• [What is asked] Exactly and only the lines from the one with "For the scouting record, return for every instance of the crowd" through the end of the listing are to be transcribed, both ends included.

-- -- --

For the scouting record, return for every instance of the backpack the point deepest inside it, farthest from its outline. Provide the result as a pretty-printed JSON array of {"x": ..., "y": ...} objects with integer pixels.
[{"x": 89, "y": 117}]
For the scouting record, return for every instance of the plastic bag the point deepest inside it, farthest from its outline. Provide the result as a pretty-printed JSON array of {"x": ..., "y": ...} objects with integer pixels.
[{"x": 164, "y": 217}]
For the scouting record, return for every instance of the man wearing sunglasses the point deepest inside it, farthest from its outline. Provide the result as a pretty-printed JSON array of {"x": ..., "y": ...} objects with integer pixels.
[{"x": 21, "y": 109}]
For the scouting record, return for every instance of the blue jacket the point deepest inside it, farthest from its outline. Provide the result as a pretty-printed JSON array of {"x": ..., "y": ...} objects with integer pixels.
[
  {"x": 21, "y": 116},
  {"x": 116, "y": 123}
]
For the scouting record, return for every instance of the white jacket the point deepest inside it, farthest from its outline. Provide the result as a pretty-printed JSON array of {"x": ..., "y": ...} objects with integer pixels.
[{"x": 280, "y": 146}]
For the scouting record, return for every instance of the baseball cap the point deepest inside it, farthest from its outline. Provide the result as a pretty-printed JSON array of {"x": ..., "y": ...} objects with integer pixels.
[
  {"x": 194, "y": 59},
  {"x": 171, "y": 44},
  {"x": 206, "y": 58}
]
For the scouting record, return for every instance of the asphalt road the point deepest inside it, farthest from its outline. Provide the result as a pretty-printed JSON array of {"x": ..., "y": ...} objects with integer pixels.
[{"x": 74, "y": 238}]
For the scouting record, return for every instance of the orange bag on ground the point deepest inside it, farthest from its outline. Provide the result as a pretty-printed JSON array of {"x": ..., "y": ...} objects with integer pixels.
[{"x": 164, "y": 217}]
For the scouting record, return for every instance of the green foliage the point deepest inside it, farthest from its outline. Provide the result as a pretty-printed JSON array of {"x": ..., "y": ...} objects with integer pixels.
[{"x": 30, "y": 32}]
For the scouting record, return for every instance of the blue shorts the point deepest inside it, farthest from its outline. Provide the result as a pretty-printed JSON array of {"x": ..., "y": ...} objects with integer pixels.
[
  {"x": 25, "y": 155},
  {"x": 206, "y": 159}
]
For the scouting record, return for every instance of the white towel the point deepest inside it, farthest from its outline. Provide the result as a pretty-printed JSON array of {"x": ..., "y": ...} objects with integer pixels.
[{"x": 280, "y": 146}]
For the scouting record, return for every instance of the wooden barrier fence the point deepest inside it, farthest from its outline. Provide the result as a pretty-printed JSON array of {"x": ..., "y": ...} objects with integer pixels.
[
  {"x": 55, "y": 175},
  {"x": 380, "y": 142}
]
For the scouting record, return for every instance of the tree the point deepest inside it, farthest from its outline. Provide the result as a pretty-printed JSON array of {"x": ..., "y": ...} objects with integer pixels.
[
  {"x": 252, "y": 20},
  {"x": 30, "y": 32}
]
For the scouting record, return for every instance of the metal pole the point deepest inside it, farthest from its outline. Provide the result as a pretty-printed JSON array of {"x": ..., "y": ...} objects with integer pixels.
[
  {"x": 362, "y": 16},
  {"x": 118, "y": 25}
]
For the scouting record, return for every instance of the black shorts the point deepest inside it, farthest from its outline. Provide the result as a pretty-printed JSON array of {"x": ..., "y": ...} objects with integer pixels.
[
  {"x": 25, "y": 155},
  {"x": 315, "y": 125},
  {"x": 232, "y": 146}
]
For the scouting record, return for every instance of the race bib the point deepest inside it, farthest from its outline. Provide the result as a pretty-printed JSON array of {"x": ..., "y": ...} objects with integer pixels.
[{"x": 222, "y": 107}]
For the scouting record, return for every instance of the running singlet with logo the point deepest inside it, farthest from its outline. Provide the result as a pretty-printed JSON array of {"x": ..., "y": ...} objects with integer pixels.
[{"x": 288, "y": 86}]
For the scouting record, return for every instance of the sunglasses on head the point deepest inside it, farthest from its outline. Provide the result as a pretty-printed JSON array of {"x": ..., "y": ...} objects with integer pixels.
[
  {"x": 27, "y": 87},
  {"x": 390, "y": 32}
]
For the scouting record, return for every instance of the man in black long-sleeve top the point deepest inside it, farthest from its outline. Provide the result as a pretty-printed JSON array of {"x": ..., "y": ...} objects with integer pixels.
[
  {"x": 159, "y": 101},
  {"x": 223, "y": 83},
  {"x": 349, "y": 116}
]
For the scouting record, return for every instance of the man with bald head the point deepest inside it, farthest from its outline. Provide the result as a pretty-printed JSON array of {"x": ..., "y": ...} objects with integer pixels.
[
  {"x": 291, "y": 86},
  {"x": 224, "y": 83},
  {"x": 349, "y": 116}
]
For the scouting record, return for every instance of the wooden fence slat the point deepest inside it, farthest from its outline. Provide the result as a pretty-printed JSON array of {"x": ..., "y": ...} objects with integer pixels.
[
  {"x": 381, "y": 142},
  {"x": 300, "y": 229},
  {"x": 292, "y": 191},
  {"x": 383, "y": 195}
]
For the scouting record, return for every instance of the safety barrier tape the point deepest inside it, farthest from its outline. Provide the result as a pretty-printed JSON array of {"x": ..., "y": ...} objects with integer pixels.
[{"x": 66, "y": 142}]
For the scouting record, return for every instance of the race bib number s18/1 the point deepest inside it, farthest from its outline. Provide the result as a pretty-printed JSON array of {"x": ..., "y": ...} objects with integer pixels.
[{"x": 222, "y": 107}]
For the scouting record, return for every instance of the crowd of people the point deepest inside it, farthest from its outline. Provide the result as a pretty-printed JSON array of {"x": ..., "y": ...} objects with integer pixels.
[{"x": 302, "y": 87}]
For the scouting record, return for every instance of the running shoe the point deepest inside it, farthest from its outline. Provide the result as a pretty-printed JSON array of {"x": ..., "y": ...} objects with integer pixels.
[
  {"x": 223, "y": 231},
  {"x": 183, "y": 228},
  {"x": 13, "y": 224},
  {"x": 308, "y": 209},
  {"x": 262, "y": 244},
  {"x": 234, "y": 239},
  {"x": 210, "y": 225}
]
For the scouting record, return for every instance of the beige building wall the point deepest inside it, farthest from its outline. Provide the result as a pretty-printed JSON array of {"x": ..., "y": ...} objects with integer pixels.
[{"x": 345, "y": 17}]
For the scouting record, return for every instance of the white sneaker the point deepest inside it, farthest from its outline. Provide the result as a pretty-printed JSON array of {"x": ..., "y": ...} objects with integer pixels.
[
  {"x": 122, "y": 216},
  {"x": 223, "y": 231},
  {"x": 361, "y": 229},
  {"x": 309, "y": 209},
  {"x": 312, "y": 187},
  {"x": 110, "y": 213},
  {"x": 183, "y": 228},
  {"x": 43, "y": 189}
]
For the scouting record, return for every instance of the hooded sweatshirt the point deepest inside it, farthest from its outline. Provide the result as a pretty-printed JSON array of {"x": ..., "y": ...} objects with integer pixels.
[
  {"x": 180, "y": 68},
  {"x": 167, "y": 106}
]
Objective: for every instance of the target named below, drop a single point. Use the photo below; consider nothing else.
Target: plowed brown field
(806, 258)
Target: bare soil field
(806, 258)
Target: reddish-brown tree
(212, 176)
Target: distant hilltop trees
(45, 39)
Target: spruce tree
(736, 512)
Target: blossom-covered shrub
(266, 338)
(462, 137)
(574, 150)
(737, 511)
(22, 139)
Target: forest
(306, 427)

-- -- --

• [Full solution]
For the scouting record, return for every instance of the crowd of people the point deepest inside it, farthest from its outline. Provide the result as a pretty-printed JSON array of {"x": ..., "y": ...} objects with integer pixels.
[{"x": 302, "y": 87}]
For the scouting record, return for every instance of the running shoe the point deepest inside it, farthest from its outline. Provide the result as a pretty-printed JSON array of {"x": ..., "y": ...} objects with integer pixels.
[
  {"x": 223, "y": 231},
  {"x": 183, "y": 228},
  {"x": 13, "y": 224},
  {"x": 308, "y": 209},
  {"x": 262, "y": 244},
  {"x": 234, "y": 239},
  {"x": 210, "y": 225}
]
For the scouting record, return for every instance of the beige building wall the point deepest inside it, farthest from its outline. Provide the result as a pretty-printed JSON array of {"x": ..., "y": ...} objects with integer pixels.
[{"x": 345, "y": 17}]
For the scouting record, return for every instance of the white sneaker the point deepest inside it, farthest from its outline. Provide the result as a pretty-printed JSON array of {"x": ..., "y": ...} objects with integer pixels.
[
  {"x": 122, "y": 216},
  {"x": 223, "y": 231},
  {"x": 361, "y": 229},
  {"x": 309, "y": 209},
  {"x": 312, "y": 187},
  {"x": 110, "y": 213},
  {"x": 183, "y": 228},
  {"x": 43, "y": 189}
]
For the scouting record, return for every instance of the hooded sweatshirt the point deepest inside it, farthest from its outline. Provide the result as a pretty-printed JSON array of {"x": ..., "y": ...} objects with integer pixels.
[
  {"x": 180, "y": 68},
  {"x": 167, "y": 106}
]
Objective: for every instance of the target named below, drop a single point. Use the photo below; consider nothing else.
Target: plowed brown field
(806, 258)
Target: bare soil field
(806, 258)
Target: reddish-brown tree
(212, 176)
Target: distant hilltop trees
(45, 39)
Target: spruce tree
(736, 512)
Target: blossom-covered shrub
(266, 338)
(462, 137)
(574, 150)
(737, 511)
(22, 139)
Target: forest
(306, 427)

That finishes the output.